### Written task 1
In the entries, take the part that opens with the line containing "Every instance of the open" and runs through the end of the entries. Write it out again with "notebook" switched to "binder" and everything else unchanged, leaving the picture out.

### Document text

[Begin]

Common stocks of debt-laden companies feel the direct impact from such moving cycles, in terms of business and the cost of carrying debt. They often feel the burden in not-so-obvious ways.
One possibility: Where interest costs are fixed, the relative cost of debt service goes up as inflation goes down. Debt cost of 10% a year is not high when inflation is running at 9% and more a year. If debt cost is still 10% a year, but inflation is at a 4% rate, the company could be in trouble. They may need ever-higher revenues and profits with which to make up that cost differential in a competitive world. They may have been achieving it during rampant inflation. Their fixed debt may therefore have been comparatively benign.
In deflationary economies, fixed cost can be unbearable if revenues suffer, and if interest rates do not fall fast enough. Debt cost of 10% a year is simply too high if inflation is running much less. So, what Wall Street may perceive as a boon to a company may actually be a hindrance. Yet, some industries (e.g. raw material production) may actually suffer as inflation rates go down. Their product commands less in the market, while their debt goes higher, in terms of real cost.
As soon as interest rate levels subside in a deflationary cycle, companies with substantial short-term debt will try to refinance their borrowing, and those with longer-term debt will call it in for redemption, if at all possible. Those who are stuck with long-term, high-cost debt they cannot refinance can be in serious trouble.
Debt-laden companies therefore present a strategy that depends on the rate of inflation. Each security may feel the effects differently, in a rise or fall of the consumer or industrial price index. Some are in more debt; some have debt hard to refinance Others are not able to enhance revenues and earnings. Those companies who are able to temper or accommodate these problems can overcome the cycle effects.
Traders can select issues for long and short-selling positions, as the problems are perceived. At the outset of a trend, some perceptions may be incorrect. The relative risks of being in debt may not come to light until all factors are put into play: Company revenue changes, real costs of interest, and ability to refinance. Interest rate and inflation direction estimates are hard to make, and some industries are too difficult to forecast in terms of changing revenue cycles. The strategy therefore requires close attention.
Trade a Discounted Closed-End Fund
The funds invest in common stock as a rule, and to a lesser extent, in preferred and bonds. Some specialize by type of security, though this is would not be the usual today. Most of the funds which specialized in specific industries (airlines, railroads, etc.) no longer do so. Many hold a disproportionate amount of their portfolio in a few stocks This is one of the features which distinguishes the closed-ends from the open-ends, or mutual funds, which have to be fully diversified.
The other major difference between the closed-end fund and the mutual fund lies in the capitalization. The closed-ends do not continually sell shares to the public, nor do they redeem shares on demand. The mutual funds sell fresh shares and make redemptions, on the basis of net asset value. The no-load funds have no sales commissions up front. Closed-ends are bought and sold at the regular commission schedules.
When more funds come in than go out in the form of redemption, the mutual funds invest the surplus. The mutuals in today's markets keep growing and have ever-greater available cash. Some have to restrict new sales after their size makes them cumbersome; Still by definition, the mutuals have open subscription lists at all times
The closed-ends are restricted to the original capitalization. They are permitted to sell fresh shares from time to time, but in the manner of any other corporation, after registration with the SEC. They do not pay income taxes if the bulk of their income is paid out to shareholders.

[End]

### Record extracts
[Begin]

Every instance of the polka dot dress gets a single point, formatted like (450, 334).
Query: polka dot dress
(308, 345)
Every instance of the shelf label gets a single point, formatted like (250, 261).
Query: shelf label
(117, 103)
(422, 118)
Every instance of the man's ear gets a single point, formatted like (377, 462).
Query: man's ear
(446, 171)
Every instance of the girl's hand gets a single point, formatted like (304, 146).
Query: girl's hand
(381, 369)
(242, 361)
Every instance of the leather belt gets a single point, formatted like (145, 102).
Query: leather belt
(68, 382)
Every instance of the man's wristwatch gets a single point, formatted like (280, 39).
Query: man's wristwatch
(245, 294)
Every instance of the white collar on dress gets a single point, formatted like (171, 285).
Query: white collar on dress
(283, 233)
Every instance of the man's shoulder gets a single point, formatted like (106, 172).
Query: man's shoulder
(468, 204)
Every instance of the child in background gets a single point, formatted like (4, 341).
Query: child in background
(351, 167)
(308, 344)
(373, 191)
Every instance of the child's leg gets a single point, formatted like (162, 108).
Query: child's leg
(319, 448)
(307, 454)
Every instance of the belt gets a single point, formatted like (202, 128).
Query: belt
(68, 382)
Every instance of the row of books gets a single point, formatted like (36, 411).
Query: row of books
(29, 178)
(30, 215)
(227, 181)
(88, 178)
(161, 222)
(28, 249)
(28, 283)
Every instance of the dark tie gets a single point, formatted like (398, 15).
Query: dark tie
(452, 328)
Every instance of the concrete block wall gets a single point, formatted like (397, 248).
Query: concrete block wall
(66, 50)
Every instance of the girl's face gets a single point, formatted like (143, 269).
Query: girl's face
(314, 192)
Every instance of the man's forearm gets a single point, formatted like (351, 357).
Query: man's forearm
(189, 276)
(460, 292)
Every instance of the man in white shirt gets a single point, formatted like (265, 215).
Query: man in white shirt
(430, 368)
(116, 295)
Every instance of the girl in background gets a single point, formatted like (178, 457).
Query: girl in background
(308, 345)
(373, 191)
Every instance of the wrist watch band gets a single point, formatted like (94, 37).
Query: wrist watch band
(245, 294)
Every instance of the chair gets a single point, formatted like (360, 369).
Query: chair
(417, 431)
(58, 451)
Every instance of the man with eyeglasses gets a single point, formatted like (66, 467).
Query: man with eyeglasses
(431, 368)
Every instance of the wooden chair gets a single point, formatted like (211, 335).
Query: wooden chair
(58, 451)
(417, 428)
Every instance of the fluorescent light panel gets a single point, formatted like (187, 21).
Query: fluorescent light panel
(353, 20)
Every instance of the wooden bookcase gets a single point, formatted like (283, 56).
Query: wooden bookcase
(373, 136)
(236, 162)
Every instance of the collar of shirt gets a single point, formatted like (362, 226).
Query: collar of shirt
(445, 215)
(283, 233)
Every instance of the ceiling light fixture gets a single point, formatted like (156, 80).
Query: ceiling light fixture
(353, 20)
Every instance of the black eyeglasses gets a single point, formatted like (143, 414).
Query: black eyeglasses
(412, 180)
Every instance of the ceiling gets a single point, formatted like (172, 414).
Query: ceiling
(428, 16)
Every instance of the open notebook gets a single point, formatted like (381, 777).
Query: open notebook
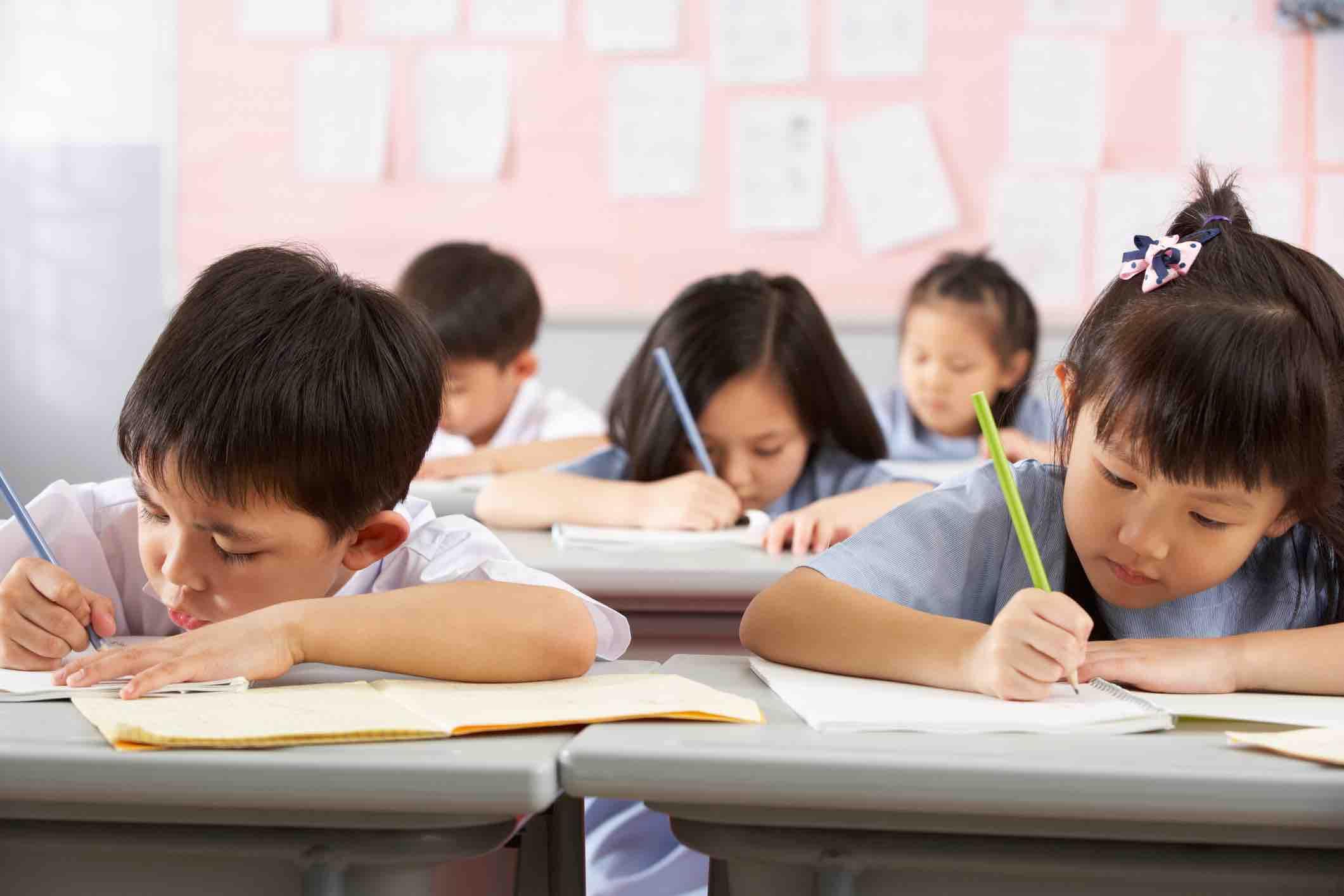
(401, 710)
(610, 536)
(22, 687)
(846, 704)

[End]

### Written task 2
According to the text on debt-laden companies and closed-end funds, which factors must all be put into play before the relative risks of being in debt come to light? List them.

### Exercise solution 1
Every instance of the open binder gets a single point, formatted like (381, 777).
Query: open binder
(401, 710)
(610, 536)
(22, 687)
(846, 704)

### Exercise solution 2
- Company revenue changes
- Real costs of interest
- Ability to refinance